▶ **GIVEN INSTRUCTION**
Render every one of the rows below as a numbered list, leaving out blank lines.

▶ **DATA FOR THIS TASK**
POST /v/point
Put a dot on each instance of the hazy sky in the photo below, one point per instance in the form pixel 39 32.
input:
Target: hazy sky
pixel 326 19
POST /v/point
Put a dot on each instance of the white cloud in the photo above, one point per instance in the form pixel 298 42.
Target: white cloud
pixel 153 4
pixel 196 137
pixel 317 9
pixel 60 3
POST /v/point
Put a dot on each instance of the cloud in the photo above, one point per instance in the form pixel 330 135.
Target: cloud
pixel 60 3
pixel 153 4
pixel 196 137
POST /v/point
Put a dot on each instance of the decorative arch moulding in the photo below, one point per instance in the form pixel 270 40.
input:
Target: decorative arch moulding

▶ **EXERCISE OUTPUT**
1. POST /v/point
2. Put a dot on each instance of the hazy sky in the photo below, one point per instance in the form pixel 39 32.
3. input:
4. Target: hazy sky
5. pixel 326 19
6. POST /v/point
7. Put a dot on each instance of the white cloud in the photo above, one point per instance in the form pixel 298 42.
8. Target: white cloud
9. pixel 153 4
10. pixel 196 137
11. pixel 317 9
12. pixel 60 3
13. POST /v/point
14. Put a dot on each instance of the cloud in the photo above, one point per instance in the form pixel 330 135.
15. Target: cloud
16. pixel 60 3
17. pixel 153 4
18. pixel 196 137
19. POST /v/point
20. Put a dot on each instance of the decorative arch moulding in the photo below, one point per instance in the form pixel 270 40.
21. input:
22. Target: decorative arch moulding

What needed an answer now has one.